** Brief 1 **
Answer these questions about the hand posture passage:
(a) How many images from the dataset were used to determine the wrist localization error?
(b) About what share of the images from each class was set aside for the tests?
(c) What batch size was used when the CNNs were trained?
** Brief 2 **
In the hand posture passage, transcribe the part that begins at the words "Afterwards, we evaluated" and stops after "is slightly larger.".

** Passage to read **
<<<<

First, we trained CNNs on the hand posture dataset. In order to evaluate their generalization capability we additionally recorded images with the considered hand postures using a notebook camera. The camera that was utilized in image recording delivers images of size \(640 \times 480\), i.e. the images have the same size as images acquired by Kinect RGB camera. Two volunteers of different nationalities, who did not attend in the dataset recordings performed 400 gestures.
Afterwards, we evaluated the error of wrist localization using the skin-color based algorithm for hand extraction and neural network based algorithm for wrist localization. The error was determined on 727 images (person #3) from the dataset and 400 images recorded by the notebook camera. On such an image set we manually determined the wrist positions and then used them to calculate the errors. Table 1 depicts the errors for each class together with the averages both for the Kinect and notebook camera (Dif. cam.). As we can notice, the average error for the different camera is slightly larger.
In the next stage, for each person, we divided the images into training and testing parts. About 15% of images from each class were selected for the tests, whereas the remaining images were used in the learning of CNNs. The images with gestures performed by person #3 were not included in the training data and they were used only in person-independent tests. This way we selected 6000 gray images of size \(38 \times 38\) for training the CNNs. All CNNs were trained using Caffe  with the following parameters: batch size = 64, momentum = 0.9, base learning rate = 0.001, gamma = 0.1, step size = 1000, max. iteration = 5000.

>>>>

** Given data **
<<<<

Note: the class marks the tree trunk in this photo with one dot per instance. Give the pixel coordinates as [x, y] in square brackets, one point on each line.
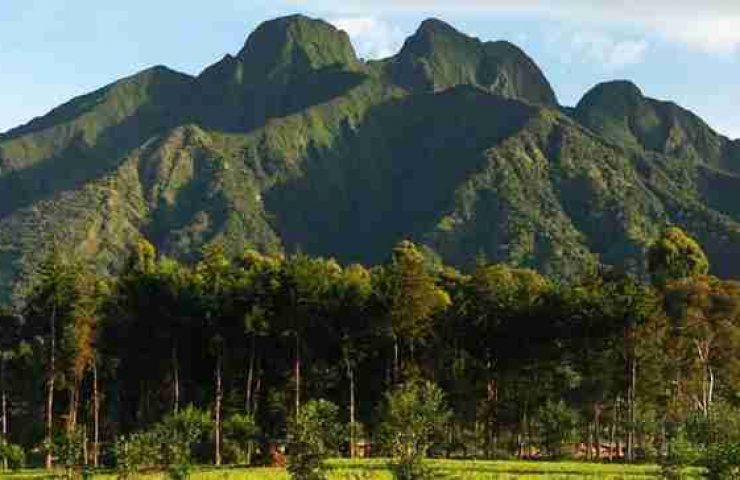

>>>>

** Expected answer 1 **
(a) 727 images (person #3)
(b) About 15%
(c) 64

** Expected answer 2 **
Afterwards, we evaluated the error of wrist localization using the skin-color based algorithm for hand extraction and neural network based algorithm for wrist localization. The error was determined on 727 images (person #3) from the dataset and 400 images recorded by the notebook camera. On such an image set we manually determined the wrist positions and then used them to calculate the errors. Table 1 depicts the errors for each class together with the averages both for the Kinect and notebook camera (Dif. cam.). As we can notice, the average error for the different camera is slightly larger.